TASK DESCRIPTION: Quote every one of the lines below word for word, from the first to the last.

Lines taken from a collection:
════════════════

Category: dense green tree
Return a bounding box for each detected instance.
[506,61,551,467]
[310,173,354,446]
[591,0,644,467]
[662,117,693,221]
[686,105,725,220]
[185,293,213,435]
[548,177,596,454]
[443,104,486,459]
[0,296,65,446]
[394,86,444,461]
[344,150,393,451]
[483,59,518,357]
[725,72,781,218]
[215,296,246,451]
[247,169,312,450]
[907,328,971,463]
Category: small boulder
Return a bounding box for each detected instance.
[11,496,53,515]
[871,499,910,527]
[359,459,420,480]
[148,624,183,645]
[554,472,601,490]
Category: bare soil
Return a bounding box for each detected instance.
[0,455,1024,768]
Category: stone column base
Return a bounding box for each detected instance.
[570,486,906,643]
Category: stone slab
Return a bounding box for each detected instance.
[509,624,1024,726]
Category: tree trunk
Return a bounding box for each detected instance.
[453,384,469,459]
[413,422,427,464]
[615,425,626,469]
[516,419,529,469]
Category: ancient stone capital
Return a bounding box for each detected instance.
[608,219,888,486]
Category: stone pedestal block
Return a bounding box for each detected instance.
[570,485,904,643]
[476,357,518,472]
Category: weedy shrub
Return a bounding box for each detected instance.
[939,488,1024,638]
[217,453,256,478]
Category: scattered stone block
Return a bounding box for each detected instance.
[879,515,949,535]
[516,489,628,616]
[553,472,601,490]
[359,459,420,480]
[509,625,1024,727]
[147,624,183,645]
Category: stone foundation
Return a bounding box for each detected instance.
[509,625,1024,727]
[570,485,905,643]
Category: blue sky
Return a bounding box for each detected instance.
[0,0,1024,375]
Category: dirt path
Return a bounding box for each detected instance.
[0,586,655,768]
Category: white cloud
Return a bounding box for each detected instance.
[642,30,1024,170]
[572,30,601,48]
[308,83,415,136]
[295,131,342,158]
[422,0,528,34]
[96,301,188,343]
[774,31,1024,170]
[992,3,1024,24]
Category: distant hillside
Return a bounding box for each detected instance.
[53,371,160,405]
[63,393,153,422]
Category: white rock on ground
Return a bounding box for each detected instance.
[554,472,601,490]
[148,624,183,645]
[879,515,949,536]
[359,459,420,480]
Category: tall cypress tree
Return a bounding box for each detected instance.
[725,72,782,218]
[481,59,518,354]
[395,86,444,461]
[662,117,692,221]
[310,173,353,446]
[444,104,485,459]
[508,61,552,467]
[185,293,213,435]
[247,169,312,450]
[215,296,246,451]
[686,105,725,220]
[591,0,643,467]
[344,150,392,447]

════════════════

CORRECT RESULT:
Category: dense green tree
Return a bounding box for each detected instance.
[506,61,551,467]
[310,173,354,446]
[591,0,644,467]
[662,117,693,221]
[686,105,725,220]
[185,293,213,435]
[548,177,596,454]
[443,104,486,459]
[0,296,65,446]
[394,86,444,461]
[344,150,393,451]
[483,59,518,357]
[725,72,781,218]
[215,296,246,451]
[247,169,312,450]
[907,328,971,463]
Category: small boulder
Return a bounding box for each detected instance.
[11,496,53,515]
[871,499,910,527]
[359,459,420,480]
[148,624,183,645]
[554,472,601,490]
Category: bare soil
Return a bounding box for each detected instance.
[0,455,1024,768]
Category: stone column base
Return a bounding box for each detected instance.
[570,486,906,643]
Category: stone slab
Return a bounding box for each detected instance.
[509,624,1024,726]
Category: tree trunk
Return a bounding box for each detected instance.
[453,384,469,459]
[413,422,427,464]
[615,425,626,469]
[516,419,529,469]
Category: ancient stone capital
Return a bounding box for each detected instance.
[608,219,888,486]
Category: stone pedestal block
Return a bounding box for each detected instance.
[570,485,904,643]
[476,357,518,472]
Category: weedy shrub
Return a bounding box for each detected instance.
[939,488,1024,638]
[217,453,256,478]
Category: scattered stone block
Return a bounding box for each detected instance.
[879,515,949,535]
[516,489,628,616]
[553,472,601,490]
[359,459,420,480]
[509,625,1024,727]
[147,624,183,645]
Category: stone foundation
Return a bounding box for each detected instance.
[509,625,1024,727]
[570,485,905,643]
Category: blue sky
Return a bounding box for each detected instance.
[0,0,1024,375]
Category: dirt path
Return a bounding box for each detected instance.
[0,586,655,768]
Category: white cloud
Return a bounding box for each detected instance.
[642,30,1024,170]
[572,30,601,48]
[308,83,415,136]
[295,131,342,158]
[422,0,528,34]
[96,301,188,343]
[774,31,1024,170]
[992,3,1024,24]
Category: distant hillside
Return a bounding box for each detected instance.
[53,371,160,405]
[63,393,153,422]
Category: white rock on ground
Return a bounding box for each detected instance.
[554,472,601,490]
[148,624,183,645]
[879,515,949,536]
[359,459,420,480]
Category: tall cypress tree
Return a bounding box for each detected instance.
[725,72,782,218]
[481,59,518,354]
[395,86,444,461]
[662,117,692,221]
[310,173,353,446]
[444,104,485,459]
[508,61,552,467]
[185,293,213,435]
[247,169,312,450]
[215,296,246,451]
[686,105,725,220]
[591,0,643,467]
[344,150,392,447]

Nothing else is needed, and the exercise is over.